*EXCERTO DA PÁGINA*.

--------------------------------------------------

O quadrado argelino

Por Carlos Nabais


Não deixa de ser estranho o súbito interesse que a chamada comunidade internacional passou a demonstrar recentemente pelos graves acontecimentos na Argélia, os quais, também subitamente, passaram a ter grande destaque nos telejornais e nas primeiras páginas da imprensa.

Na passada semana, (15 Jan.) a estação francesa TV5 transmitiu um debate que juntou um apreciável número de personalidades argelinas e francesas, que se dispuseram a discutir a situação naquele país demonstrando, como é natural, pontos de vistas diferentes e mesmo contraditórios sobre a realidade em questão.
No meio de testemunhos impressionantes e de opiniões divididas entre a necessidade ou não da «ajuda» da comunidade internacional, um dos intervenientes recordou, com pertinência, que os actos terroristas não são novidade nenhuma na Argélia.

--------------------------------------------------

*REGISTOS FORNECIDOS*.

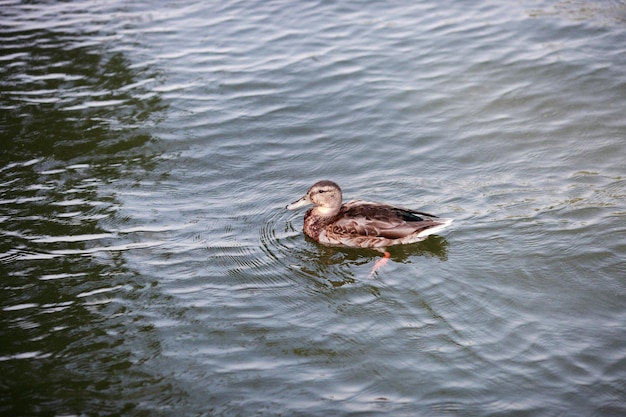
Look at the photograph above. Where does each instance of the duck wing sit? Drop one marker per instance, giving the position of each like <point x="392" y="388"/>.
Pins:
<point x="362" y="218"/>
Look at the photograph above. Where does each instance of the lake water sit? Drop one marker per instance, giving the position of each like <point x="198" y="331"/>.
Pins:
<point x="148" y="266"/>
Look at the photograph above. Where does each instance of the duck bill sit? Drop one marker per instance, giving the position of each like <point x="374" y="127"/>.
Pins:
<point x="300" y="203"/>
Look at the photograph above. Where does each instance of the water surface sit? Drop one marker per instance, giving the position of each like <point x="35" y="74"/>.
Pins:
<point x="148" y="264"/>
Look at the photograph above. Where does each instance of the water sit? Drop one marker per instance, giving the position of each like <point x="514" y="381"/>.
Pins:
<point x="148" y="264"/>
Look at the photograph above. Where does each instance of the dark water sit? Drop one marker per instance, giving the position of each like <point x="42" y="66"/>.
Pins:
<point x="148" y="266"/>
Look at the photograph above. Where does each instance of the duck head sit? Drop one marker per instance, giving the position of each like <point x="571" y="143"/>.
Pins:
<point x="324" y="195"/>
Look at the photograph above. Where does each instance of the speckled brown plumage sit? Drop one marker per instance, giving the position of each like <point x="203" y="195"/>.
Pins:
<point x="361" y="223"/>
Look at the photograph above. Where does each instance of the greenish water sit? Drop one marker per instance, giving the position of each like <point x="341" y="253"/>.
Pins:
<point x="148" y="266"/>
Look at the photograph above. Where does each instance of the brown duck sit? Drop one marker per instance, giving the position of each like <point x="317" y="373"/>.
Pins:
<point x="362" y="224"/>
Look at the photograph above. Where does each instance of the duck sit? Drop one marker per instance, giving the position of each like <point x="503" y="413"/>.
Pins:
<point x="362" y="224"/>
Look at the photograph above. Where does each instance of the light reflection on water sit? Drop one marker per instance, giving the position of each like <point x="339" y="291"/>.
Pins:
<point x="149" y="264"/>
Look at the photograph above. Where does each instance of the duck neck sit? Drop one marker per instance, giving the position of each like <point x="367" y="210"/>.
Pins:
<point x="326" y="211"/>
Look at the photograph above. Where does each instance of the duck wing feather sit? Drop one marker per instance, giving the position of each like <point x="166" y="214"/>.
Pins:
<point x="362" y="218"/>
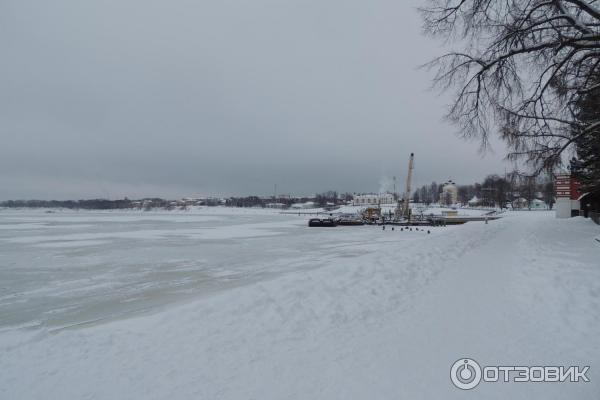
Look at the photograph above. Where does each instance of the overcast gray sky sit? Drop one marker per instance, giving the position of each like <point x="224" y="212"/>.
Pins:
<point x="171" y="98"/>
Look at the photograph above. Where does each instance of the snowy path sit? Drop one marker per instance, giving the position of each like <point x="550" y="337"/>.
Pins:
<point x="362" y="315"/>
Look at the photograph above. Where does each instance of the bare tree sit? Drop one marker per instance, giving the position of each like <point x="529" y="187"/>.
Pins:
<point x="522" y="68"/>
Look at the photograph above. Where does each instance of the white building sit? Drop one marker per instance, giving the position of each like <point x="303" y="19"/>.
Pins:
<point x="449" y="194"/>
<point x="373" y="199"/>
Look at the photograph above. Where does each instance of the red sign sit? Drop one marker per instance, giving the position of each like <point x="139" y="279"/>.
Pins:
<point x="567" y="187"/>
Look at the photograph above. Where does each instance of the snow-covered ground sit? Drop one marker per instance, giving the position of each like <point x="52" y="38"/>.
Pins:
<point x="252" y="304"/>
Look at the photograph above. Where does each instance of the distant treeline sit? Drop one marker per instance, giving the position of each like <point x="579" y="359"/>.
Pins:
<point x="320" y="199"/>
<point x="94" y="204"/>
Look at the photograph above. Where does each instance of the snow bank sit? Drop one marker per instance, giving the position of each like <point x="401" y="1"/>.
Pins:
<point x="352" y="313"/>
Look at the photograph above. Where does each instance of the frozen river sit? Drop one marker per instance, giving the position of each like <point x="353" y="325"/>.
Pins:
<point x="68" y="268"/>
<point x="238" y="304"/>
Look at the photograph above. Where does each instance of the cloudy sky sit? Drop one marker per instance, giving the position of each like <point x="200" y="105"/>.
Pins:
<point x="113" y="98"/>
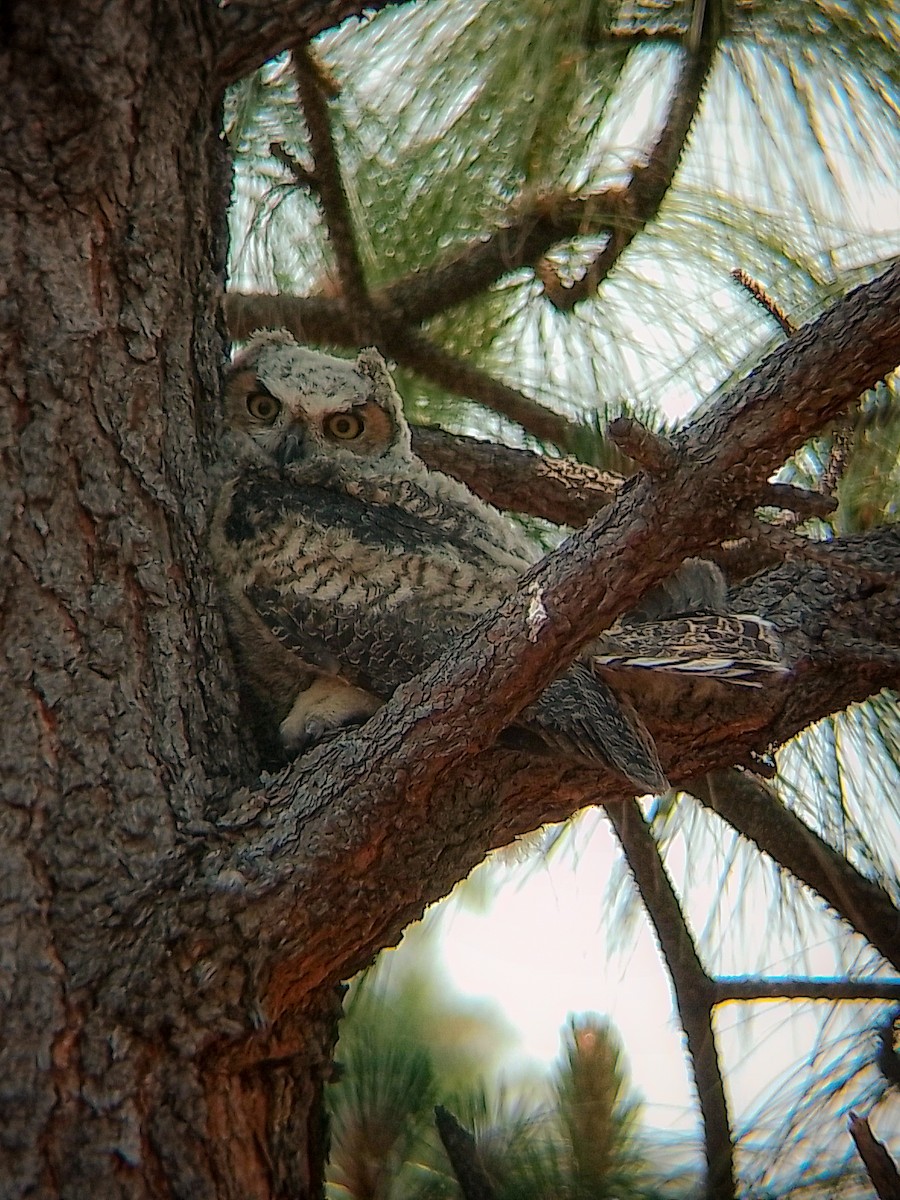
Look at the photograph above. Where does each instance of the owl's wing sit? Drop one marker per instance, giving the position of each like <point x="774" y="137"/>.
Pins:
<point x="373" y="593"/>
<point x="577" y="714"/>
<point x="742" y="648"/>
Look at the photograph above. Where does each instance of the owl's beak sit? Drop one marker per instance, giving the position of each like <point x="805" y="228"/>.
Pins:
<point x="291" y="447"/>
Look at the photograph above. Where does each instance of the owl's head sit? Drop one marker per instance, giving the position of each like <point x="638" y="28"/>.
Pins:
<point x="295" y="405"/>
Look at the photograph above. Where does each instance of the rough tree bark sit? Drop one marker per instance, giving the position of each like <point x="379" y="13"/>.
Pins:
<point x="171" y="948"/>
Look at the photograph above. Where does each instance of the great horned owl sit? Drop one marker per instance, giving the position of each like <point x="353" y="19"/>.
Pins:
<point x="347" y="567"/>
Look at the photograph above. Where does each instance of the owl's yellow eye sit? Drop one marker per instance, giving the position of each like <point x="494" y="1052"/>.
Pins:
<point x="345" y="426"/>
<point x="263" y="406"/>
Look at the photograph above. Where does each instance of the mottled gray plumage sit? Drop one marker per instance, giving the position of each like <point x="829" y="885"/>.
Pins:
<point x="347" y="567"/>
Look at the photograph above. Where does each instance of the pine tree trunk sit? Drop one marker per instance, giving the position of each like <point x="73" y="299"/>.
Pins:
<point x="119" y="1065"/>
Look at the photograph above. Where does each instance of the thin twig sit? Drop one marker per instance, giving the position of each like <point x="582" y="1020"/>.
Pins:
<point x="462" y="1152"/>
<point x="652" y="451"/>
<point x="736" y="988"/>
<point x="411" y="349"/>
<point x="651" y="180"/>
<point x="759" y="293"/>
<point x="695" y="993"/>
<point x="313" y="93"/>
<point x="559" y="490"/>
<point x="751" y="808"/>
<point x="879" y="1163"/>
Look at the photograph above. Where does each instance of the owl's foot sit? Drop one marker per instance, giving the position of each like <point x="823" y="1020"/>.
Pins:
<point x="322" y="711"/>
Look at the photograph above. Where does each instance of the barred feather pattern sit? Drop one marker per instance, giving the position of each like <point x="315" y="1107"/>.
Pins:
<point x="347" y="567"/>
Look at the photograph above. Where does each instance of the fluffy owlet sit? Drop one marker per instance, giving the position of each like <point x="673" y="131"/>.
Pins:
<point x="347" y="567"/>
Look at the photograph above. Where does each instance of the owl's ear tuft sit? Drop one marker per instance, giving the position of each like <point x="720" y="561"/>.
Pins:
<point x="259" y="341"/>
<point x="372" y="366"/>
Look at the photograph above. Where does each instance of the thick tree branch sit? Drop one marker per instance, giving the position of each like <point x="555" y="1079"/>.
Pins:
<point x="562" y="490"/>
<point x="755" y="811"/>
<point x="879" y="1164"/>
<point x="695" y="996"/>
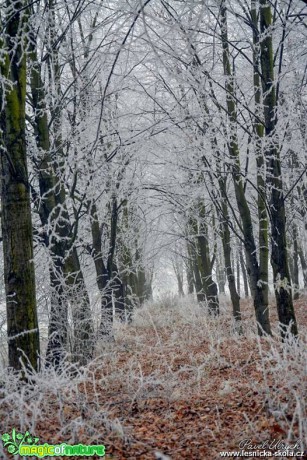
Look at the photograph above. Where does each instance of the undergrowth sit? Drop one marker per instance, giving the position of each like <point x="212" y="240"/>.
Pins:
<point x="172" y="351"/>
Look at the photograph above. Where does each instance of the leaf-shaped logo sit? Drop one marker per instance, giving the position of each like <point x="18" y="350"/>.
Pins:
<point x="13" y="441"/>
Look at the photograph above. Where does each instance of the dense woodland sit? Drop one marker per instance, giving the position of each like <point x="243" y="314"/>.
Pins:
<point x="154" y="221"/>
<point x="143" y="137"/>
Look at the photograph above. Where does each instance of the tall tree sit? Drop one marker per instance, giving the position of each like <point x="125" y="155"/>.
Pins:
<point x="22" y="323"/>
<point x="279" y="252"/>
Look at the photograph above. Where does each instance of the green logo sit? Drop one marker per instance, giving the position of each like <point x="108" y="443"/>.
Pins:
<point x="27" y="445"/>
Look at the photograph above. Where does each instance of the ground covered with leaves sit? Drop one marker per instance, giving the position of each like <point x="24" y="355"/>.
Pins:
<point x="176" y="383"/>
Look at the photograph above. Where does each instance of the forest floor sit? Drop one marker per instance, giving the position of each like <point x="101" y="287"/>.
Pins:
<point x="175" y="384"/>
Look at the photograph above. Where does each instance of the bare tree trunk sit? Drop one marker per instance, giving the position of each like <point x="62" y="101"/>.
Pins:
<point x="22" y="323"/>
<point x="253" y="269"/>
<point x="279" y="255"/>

--------------------------------------------------

*ENUNCIADO DO PROBLEMA A*. No texto sobre a Argélia, que estação de televisão transmitiu o debate de 15 de janeiro?
*ENUNCIADO DO PROBLEMA B*. Transcreva fielmente as linhas dos registos desde a que contém "of the tall" até ao fim dos registos, ambas incluídas.

*RESULTADO DA TAREFA A*. A estação francesa TV5.

*RESULTADO DA TAREFA B*.
Look at the photograph above. Where does each instance of the tall tree sit? Drop one marker per instance, giving the position of each like <point x="125" y="155"/>.
Pins:
<point x="22" y="323"/>
<point x="279" y="252"/>
Look at the photograph above. Where does each instance of the green logo sit? Drop one marker per instance, giving the position of each like <point x="108" y="443"/>.
Pins:
<point x="27" y="445"/>
Look at the photograph above. Where does each instance of the ground covered with leaves sit? Drop one marker per instance, giving the position of each like <point x="24" y="355"/>.
Pins:
<point x="176" y="383"/>
Look at the photograph above. Where does each instance of the forest floor sit? Drop one marker per instance, giving the position of each like <point x="101" y="287"/>.
Pins:
<point x="175" y="384"/>
Look at the photograph above. Where does each instance of the bare tree trunk sit? Drop one marker per instance, giving the position of each like <point x="62" y="101"/>.
Pins:
<point x="22" y="323"/>
<point x="253" y="269"/>
<point x="279" y="255"/>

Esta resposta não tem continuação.